Let’s see the solutions from another point of view now. Notice that in the graph representation, a solution of the problem will be a subset V_s⊂ V with |V_s|=8, for which all nodes of the subset are not directly connected. As shown in Fig.2, if the 1^st Queen is placed on a node, all visible nodes become unavailable. Then, the 2^nd Queen can be placed in any position in the subset of available nodes and will further reduce the subset of available nodes. This implies that if a configuration is a solution, it will also be an independent set of Q(8) or a clique of its complement. The problem of finding either independent sets or cliques is NP-complete, but for small graphs like Q(8) it is easily computed using any complex network package (e.g. NetworkX[4] uses the algorithm implemented in [3] to find cliques).

■ **Point-per-instance localization data**:
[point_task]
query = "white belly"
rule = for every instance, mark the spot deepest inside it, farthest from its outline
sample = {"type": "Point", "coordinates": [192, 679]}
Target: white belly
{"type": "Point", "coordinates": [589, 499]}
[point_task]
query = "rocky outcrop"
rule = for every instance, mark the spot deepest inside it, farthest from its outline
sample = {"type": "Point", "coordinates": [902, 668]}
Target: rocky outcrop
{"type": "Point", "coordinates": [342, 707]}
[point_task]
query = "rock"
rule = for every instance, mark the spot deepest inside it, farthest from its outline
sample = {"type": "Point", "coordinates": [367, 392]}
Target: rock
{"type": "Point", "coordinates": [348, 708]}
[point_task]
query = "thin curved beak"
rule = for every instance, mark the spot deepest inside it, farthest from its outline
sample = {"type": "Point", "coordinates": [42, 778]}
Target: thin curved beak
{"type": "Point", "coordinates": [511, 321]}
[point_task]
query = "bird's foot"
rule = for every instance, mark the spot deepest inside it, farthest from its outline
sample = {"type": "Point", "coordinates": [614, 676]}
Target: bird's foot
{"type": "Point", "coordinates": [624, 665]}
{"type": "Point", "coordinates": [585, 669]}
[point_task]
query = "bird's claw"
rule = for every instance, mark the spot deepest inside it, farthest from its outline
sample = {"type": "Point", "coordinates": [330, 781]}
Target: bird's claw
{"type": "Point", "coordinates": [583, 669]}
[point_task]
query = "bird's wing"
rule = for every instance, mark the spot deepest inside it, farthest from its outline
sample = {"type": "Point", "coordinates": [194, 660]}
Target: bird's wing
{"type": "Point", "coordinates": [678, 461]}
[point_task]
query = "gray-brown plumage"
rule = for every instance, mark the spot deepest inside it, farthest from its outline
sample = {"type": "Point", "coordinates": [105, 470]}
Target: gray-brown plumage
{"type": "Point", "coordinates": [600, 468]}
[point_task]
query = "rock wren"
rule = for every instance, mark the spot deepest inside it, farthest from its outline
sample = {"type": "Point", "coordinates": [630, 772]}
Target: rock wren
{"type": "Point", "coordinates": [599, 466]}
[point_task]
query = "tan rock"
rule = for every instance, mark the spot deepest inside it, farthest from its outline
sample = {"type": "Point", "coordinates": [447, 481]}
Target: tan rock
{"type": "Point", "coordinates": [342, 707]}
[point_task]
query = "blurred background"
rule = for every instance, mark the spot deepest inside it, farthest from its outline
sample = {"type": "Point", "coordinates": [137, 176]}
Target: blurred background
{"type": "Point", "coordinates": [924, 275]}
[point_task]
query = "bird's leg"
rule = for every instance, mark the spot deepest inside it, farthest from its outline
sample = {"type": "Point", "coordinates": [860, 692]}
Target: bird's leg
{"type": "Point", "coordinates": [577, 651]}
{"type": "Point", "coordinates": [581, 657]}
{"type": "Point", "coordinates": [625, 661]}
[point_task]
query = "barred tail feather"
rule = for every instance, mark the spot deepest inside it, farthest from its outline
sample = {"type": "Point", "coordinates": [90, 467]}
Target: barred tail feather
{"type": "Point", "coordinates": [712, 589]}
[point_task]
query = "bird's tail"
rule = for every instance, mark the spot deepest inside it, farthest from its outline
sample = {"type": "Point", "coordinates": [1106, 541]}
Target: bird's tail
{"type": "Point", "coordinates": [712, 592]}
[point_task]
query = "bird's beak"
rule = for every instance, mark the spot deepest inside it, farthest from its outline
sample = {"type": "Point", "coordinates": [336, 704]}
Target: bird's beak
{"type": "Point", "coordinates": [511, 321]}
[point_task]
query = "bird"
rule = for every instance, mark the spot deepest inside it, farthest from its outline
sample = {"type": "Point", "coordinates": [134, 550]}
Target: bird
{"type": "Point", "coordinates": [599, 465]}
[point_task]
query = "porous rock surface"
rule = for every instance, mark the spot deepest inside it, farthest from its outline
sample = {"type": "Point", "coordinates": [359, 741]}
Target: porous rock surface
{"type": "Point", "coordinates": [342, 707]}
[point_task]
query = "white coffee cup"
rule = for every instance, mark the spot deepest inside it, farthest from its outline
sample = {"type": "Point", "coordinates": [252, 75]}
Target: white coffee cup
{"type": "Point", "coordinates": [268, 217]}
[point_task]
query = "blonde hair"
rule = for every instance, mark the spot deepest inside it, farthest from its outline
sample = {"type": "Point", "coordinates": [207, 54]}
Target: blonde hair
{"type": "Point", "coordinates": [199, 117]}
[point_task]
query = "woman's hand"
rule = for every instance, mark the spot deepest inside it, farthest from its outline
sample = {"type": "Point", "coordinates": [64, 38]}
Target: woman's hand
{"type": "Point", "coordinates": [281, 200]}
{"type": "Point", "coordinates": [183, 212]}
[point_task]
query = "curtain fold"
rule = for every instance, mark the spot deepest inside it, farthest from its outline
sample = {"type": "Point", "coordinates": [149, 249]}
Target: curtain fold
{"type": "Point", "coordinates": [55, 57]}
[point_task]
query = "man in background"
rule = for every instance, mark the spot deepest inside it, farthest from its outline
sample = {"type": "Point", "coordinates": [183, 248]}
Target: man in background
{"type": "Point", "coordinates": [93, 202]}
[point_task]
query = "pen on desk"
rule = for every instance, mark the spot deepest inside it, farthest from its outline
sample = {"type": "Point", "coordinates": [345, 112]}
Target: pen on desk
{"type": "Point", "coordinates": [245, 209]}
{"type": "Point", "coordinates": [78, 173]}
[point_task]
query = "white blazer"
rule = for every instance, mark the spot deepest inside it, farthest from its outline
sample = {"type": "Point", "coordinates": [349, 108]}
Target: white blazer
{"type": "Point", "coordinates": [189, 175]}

■ **PROBLEM**:
Rewrite the part of the eight-queens graph passage that opens with "Let’s see the" and closes with "to find cliques).", replacing "nodes" with "vertices".

■ **SOLVED EXERCISE**:
Let’s see the solutions from another point of view now. Notice that in the graph representation, a solution of the problem will be a subset V_s⊂ V with |V_s|=8, for which all vertices of the subset are not directly connected. As shown in Fig.2, if the 1^st Queen is placed on a node, all visible vertices become unavailable. Then, the 2^nd Queen can be placed in any position in the subset of available vertices and will further reduce the subset of available vertices. This implies that if a configuration is a solution, it will also be an independent set of Q(8) or a clique of its complement. The problem of finding either independent sets or cliques is NP-complete, but for small graphs like Q(8) it is easily computed using any complex network package (e.g. NetworkX[4] uses the algorithm implemented in [3] to find cliques).